== TASK INPUT ==

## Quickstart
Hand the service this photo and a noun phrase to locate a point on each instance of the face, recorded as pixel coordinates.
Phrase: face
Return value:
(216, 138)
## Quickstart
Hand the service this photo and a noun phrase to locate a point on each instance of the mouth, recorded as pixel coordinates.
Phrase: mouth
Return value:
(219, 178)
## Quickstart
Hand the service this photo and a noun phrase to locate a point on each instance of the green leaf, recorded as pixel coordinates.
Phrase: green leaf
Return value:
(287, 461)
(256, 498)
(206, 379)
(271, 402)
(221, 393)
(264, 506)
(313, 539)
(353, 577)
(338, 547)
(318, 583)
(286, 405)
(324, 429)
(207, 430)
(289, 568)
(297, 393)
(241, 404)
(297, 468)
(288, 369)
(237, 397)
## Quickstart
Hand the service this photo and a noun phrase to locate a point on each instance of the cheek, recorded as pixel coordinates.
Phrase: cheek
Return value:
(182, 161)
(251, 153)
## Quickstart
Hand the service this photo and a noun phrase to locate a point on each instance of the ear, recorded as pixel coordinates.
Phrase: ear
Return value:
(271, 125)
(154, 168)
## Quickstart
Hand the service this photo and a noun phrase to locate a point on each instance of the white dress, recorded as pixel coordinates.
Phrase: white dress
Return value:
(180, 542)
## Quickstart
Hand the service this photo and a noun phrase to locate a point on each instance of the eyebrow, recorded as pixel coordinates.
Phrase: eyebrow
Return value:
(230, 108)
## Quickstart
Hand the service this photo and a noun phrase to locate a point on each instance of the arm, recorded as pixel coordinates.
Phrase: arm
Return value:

===

» TASK TO CARRY OUT:
If a line in the listing contains the string "face", copy it.

» YOUR SOLUTION:
Hand the service this photo and a noun phrase to locate a point on each instance of the face, recorded as pixel coordinates.
Phrase: face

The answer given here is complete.